* _Extract to read_:
══════

Well, it could be worse. They could be making their millions off of just more mcmansions.
bloodandpopcorn
05 October 2004, 08:51 AM
No, that would be better, because then they wouldn't be drawing from current urban areas.
rantanamo
05 October 2004, 12:41 PM
^precisely. I have no problem with suburbs being suburbs. Things like this though, scatter the urban landscape. As a large employment node it would become a focus point like Legacy, and spread the sprawl even more. It will also add to the huge suburban vacancies in the metroplex. The same money could be made back, and more sustainably in the core. It would just take longer.
RobertB
05 October 2004, 01:24 PM
That old mall there tearing down...*sniff*...I learned to drive there in the parking lot. Oh the memroies.
My memory of the place was the billboards touting the mall's then-unique bigness. One said something like, "You can't build a mall this big in Rhode Island." Wonder if that's still true anymore?
Back to the present... I see a lot of posts decrying the nouveau-faux-urbanism, and my instinct is to agree. On the other hand, isn't that what the Las Colinas development intended to create -- an upscale planned community with a "downtown" core, high-density condos, high-dollar homes, and a golf course? Kind of like a real city, except that everybody is upper-middle class. How does this project compare/contrast with the Las Colinas model?
One thing that was missing from Las Colinas, as it turned out, was connectivity with the real world -- the minimum-wage folks that keep the "perfect world" turning can't live in it. If Allen were to join DART -- they could, since they're next to Plano -- they could include LRT in their plans. Does anyone up there have that sort of vision, or do the "leaders" all prefer to follow Jerry Jones and his money like a ... dog ... in heat?
ship@O'cliff
05 October 2004, 02:56 PM
Trademark firm unveils mixed-use Allen development
Steve McLinden
Correspondent
Dallas Business Journal
Fort Worth-based Trademark Property Co. has designs on a high-traffic Central Expressway site in Allen, where it plans to build a 50-acre, mixed-use development called Market Street.
The upscale, urban-style project, designed to cater to the affluent residents of the northeastern Metroplex, will include nearly 300,000 square feet of retail and restaurant space, 50,000 square feet of office space, 150 hotel rooms, 50 brownstone units and 150 multifamily residential units, said Trademark officials, who unveiled the project at the International Council of Shopping Centers convention in Las Vegas.

══════

* _Items_:
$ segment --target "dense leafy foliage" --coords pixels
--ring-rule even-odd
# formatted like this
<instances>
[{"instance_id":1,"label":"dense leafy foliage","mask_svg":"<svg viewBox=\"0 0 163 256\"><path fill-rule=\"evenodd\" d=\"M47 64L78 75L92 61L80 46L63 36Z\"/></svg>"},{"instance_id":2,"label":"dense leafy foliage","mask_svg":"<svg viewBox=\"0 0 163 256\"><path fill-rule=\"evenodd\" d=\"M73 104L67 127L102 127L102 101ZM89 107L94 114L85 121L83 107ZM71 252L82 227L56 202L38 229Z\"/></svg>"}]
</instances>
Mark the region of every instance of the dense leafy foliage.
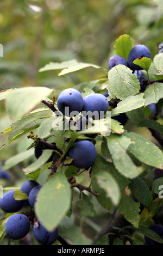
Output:
<instances>
[{"instance_id":1,"label":"dense leafy foliage","mask_svg":"<svg viewBox=\"0 0 163 256\"><path fill-rule=\"evenodd\" d=\"M30 234L30 221L42 245L57 243L57 238L72 245L163 243L162 221L161 232L150 228L163 204L163 54L134 46L127 34L114 48L109 70L66 58L44 63L39 74L59 70L61 80L87 68L97 72L96 80L60 94L57 87L45 85L1 92L12 119L2 131L7 141L1 150L19 139L30 142L1 170L8 192L0 200L0 242L5 234L17 240ZM76 113L67 114L65 107ZM96 111L100 125L90 114ZM13 187L5 172L19 164L24 182ZM103 230L105 214L111 217ZM91 239L83 223L93 229Z\"/></svg>"}]
</instances>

══════

* _Task set_:
1: From the forum thread about the Allen development above, write out the passage between "One thing that" and "dog ... in heat?", inclusive.
2: According to the forum thread about the Allen development, how large a site will the Market Street project occupy?
3: In the forum thread about the Allen development, restate the paragraph beginning "The upscale, urban-style project" as a brief list that keeps its main facts.

* _Task solutions_:
1:
One thing that was missing from Las Colinas, as it turned out, was connectivity with the real world -- the minimum-wage folks that keep the "perfect world" turning can't live in it. If Allen were to join DART -- they could, since they're next to Plano -- they could include LRT in their plans. Does anyone up there have that sort of vision, or do the "leaders" all prefer to follow Jerry Jones and his money like a ... dog ... in heat?

2: Market Street will occupy 50 acres.

3:
- Upscale, urban-style project aimed at affluent residents of the northeastern Metroplex
- Nearly 300,000 square feet of retail and restaurant space
- 50,000 square feet of office space
- 150 hotel rooms
- 50 brownstone units and 150 multifamily residential units
- Unveiled by Trademark officials at the International Council of Shopping Centers convention in Las Vegas